- **設問**:
1 - ネットスクリーンの導入事例を扱った文章で、大手通信事業者のVPNサービスに採用されるためには日本仕様のPPPoE対応を開発しなければならなかった。その理由を1〜3文で説明してください。
2 - ネットスクリーンの導入事例を扱った文章の続きを、最後の文の後から書くこと。

日本でのターニングポイントとなった2つの事例
1999年といえば、ネットスクリーンと競合するソニックウォールやウォッチガードなどファイアウォール・VPNアプライアンスのベンダーも徐々に増えてきた時期だ。この時期からブロードバンドの普及が本格化する2003年までに、NetScreenシリーズは定番ファイアウォールの地位を確立した。販売代理店である日立西部ソフトウェアから見ると、ターニングポイントとして、2つのユーザー事例が大きく関わっているという。
1つ目は、NetScreen-100を一気に30台導入した某官公庁での導入事例である。発売当初の1999年にスタートしたこの事例では、サーバの手前にNetScreen-100を並べ、庁内のネットワークをすべてVPN化するという事例だ。計画では、ファイアウォールやVPNのほか、先進的なロードバランシングの機能も動かして、サーバの負荷分散を図る予定であった。
しかし、NetScreen-100の製品の品質に当時は大きな問題があった。「とにかく絶対にこの案件は取りたいと勇んでいたんですが、ふたを開けてみればVPNがつながらない、ロードバランシングがきちんと動作しないなど、1カ月で100件くらいの不具合が見つかったのです」(野村氏)という事態に。野村氏たちが徹夜での検証作業を進めると共に、米ネットスクリーンにソフトウェアの修正を依頼した。しかし、難産のかいあり、不具合は次々と解消され、製品の品質は飛躍的に向上。導入も無事に成功したという。販社とベンダーのふんばりが製品の品質を上げたというよい例だろう。
もう1つは、大手通信事業者のインターネット接続のVPNサービスでの採用である。このVPNサービスは、ユーザー拠点に設置したVPN装置を設置・管理するサービスで、ADSLやFTTHの普及と共に、企業での需要が見込まれていた。しかも、大手通信事業者のサービスだけに売上的なインパクトはきわめて大きい。しかし、実はブロードバンド接続に必須のPPPoE(PPP over Ethernet)が、日本の仕様と米国の仕様と異なっていた。つまり、日本仕様のPPPoE対応を開発しなければ、採用はありえないということだ。

- **提供データ**:
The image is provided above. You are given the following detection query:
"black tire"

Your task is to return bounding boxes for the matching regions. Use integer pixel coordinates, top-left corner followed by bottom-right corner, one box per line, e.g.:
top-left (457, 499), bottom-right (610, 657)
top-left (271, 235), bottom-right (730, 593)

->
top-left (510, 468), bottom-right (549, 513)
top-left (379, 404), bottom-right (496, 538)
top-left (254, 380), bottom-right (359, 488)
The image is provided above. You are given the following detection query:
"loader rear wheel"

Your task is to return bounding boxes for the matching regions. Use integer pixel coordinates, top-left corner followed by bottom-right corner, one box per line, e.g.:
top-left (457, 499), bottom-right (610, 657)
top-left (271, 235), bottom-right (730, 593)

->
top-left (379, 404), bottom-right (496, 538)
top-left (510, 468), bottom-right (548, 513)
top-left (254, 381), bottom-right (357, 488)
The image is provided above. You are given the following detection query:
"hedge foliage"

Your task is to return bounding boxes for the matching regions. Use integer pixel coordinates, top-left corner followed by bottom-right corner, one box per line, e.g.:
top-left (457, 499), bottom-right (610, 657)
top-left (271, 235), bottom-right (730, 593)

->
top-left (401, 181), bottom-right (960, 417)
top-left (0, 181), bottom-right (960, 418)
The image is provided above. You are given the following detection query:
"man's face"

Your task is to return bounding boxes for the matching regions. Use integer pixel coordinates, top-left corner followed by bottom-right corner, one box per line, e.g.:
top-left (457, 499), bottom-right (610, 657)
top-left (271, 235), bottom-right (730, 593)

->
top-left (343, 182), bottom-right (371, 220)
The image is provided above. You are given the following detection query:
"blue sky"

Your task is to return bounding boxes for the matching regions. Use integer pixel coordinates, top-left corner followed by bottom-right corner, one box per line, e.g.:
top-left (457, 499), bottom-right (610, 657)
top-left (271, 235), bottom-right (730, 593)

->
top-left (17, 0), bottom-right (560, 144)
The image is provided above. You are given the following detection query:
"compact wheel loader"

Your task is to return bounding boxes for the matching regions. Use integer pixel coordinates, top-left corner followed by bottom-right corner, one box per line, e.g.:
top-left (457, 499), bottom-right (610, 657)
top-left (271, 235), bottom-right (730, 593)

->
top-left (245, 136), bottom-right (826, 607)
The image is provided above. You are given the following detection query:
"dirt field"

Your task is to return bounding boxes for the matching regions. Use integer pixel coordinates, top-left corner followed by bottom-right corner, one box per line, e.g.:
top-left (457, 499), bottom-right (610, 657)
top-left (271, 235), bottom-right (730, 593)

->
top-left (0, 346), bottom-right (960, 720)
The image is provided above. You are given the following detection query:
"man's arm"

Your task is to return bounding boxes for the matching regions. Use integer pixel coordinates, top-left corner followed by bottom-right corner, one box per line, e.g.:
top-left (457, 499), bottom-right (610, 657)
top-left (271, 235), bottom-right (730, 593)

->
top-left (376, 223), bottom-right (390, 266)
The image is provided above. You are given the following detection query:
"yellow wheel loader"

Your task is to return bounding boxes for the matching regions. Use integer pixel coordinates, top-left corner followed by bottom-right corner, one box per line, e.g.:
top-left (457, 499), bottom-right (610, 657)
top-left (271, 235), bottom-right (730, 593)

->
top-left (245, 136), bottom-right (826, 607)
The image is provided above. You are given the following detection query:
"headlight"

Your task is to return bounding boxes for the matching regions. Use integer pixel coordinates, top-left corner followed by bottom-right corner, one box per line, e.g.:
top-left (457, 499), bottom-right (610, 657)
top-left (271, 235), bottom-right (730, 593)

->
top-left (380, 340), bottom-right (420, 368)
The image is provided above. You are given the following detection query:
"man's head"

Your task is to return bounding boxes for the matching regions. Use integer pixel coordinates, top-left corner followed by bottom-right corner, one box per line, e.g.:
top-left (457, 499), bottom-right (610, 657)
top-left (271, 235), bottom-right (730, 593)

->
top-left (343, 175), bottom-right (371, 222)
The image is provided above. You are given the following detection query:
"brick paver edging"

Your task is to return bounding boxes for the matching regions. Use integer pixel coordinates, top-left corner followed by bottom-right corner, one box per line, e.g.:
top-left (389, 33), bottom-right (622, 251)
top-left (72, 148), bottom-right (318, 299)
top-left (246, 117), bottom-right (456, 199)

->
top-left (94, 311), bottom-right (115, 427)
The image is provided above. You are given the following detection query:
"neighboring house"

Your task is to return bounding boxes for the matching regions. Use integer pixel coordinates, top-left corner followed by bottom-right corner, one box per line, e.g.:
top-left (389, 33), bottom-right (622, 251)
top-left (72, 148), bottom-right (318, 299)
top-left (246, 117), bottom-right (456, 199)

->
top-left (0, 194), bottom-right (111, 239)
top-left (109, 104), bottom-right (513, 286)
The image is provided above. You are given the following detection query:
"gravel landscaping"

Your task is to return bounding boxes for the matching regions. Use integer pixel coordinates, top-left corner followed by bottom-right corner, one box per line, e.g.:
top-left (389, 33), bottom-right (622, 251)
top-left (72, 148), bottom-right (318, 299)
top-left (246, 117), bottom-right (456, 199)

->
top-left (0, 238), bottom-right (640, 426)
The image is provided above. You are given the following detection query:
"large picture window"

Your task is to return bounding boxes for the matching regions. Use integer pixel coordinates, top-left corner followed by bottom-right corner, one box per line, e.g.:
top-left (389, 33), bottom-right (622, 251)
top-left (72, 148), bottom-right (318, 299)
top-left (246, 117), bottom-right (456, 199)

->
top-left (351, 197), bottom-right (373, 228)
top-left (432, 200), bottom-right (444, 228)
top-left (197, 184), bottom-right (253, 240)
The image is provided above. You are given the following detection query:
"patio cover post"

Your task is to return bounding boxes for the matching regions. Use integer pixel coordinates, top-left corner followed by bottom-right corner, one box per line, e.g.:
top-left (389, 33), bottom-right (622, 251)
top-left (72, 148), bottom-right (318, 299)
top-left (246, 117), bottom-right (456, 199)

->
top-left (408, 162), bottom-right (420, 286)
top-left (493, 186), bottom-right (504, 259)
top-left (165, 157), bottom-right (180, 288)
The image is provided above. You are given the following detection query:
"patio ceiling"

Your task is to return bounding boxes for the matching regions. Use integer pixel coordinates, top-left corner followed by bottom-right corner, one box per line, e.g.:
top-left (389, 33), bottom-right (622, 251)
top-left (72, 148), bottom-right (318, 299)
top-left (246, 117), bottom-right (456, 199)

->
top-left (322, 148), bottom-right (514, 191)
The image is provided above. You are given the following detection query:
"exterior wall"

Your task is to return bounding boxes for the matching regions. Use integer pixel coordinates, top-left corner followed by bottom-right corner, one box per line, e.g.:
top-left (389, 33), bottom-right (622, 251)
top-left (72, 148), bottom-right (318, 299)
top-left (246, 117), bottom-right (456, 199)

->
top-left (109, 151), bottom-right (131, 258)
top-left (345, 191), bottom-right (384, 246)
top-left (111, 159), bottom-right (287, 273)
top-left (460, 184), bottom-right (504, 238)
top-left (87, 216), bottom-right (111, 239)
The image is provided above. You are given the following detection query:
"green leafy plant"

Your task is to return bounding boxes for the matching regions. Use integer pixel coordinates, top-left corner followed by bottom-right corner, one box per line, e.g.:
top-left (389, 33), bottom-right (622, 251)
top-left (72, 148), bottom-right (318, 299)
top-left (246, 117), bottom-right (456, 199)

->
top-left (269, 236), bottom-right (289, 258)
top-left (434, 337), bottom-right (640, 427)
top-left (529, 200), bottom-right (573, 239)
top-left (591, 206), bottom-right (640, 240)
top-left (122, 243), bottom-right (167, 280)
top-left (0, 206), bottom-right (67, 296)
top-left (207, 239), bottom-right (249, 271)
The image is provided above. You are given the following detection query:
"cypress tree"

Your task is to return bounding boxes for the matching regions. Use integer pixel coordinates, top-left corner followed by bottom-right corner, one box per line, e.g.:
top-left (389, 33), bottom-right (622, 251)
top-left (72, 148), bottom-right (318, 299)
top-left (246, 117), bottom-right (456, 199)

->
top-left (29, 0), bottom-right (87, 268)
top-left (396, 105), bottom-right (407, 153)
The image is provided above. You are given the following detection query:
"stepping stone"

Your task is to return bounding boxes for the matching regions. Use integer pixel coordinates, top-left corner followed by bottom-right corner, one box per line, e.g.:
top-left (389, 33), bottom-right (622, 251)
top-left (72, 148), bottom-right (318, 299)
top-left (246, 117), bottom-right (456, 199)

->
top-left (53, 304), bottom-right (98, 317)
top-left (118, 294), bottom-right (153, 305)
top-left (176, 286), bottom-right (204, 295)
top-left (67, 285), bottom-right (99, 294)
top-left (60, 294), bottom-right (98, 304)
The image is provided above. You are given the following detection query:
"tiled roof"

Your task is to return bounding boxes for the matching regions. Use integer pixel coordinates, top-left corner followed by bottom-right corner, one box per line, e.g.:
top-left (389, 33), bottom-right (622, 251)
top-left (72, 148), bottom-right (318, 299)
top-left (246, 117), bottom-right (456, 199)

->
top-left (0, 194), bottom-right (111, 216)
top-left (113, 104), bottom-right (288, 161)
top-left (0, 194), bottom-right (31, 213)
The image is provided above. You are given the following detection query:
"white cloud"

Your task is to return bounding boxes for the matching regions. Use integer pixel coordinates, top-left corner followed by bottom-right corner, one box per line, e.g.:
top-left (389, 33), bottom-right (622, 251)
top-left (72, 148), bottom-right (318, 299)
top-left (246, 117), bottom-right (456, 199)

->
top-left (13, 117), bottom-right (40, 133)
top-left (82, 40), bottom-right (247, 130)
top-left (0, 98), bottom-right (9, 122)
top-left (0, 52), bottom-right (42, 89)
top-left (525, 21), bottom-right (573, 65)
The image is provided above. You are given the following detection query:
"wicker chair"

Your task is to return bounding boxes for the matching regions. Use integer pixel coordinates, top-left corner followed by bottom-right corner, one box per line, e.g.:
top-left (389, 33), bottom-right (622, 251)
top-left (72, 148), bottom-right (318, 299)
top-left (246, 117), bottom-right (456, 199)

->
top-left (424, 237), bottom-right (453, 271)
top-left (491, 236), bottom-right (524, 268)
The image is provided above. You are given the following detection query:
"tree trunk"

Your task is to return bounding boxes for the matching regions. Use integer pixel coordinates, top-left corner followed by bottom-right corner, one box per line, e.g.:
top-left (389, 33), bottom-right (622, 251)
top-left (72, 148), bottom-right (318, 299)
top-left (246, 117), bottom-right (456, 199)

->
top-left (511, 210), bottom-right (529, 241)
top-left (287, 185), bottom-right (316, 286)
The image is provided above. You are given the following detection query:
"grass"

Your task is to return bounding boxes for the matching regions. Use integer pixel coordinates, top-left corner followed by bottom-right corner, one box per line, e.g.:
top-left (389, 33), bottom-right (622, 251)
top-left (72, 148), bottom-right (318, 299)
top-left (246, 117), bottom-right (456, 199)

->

- **解答**:
1 - ブロードバンド接続に必須のPPPoE(PPP over Ethernet)の仕様が、日本と米国とで異なっていたからである。

2 -
当時を振り返って野村氏は「ここは他のベンダーとの競争でしたね。我々は意地でも対応してもらいたい、開発費を出すから、独占販売させてくれとまで米ネットスクリーンにお願いしました。結局、2001年に話がまとまり、日本仕様のPPPoEに対応した製品を2002年に投入できました」と語っている。そして、これが大手通信事業者でのVPNサービス採用につながり、NetScreenシリーズの日本でのシェア1位は決定的となったのだ。
ベンチャーということもあり、品質的に不十分な問題もあったが、「総じて、米ネットスクリーンは非常に真面目で誠実な会社でした。無理難題だったかもしれない我々の要求に、きちんと応えてくれました。これが日本、ひいてはワールドワイドでの成功の理由だったと思います」と野村氏は米ネットスクリーンについて評している。
ジュニパーによる買収で品質に磨き
NetScreenも日本進出10年へ
日立西部ソフトウェアは、2000年に合併して日立システムアンドサービスとなり、その同年にも1Gbps対応のNetScreen-1000や超小型筐体のNetScreen-5などを続々と販売した。
日本市場においては、そのほかにもネットスクリーン製品を扱う販売代理店がいくつかあったが、日本語マニュアルを独自に作ったり、サポート面を充実させるなど、各社が切磋琢磨したことがプラスに働き、売上は着実に伸びたという。
そして2004年、米ジュニパーネットワークスが、約40億ドルで米ネットスクリーンを買収。NetScreenは同社のセキュリティ製品のブランドとして残り、今に至る。最近では、ファイアウォールやVPNのほか、アンチウイルス、IDS・IPS、アンチスパムなどを統合したUTM(Unified Threat Management)が主流になっているが、ジュニパーもNetScreenの遺伝子を引き継いた「SSGシリーズ」としてUTM製品を展開している。
日立システムでも、「通信事業者向けの製品を作ってきたジュニパーの傘下に入ったことで、やはり製品の品質は向上したと思います。NetScreenのリプレイス需要もあり、SSGは大きく成功しています」(野村氏)という現状になっている。
そして、1998年に日立西部ソフトウェアが日本でのNetSreeenシリーズの発売を発表してから、2008年12月をもっていよいよ10年を迎えた。今後もセキュリティの脅威は拡大していくだろうが、NetScreenやSSG製品は企業の安全なインターネット利用を支えていくことになるだろう。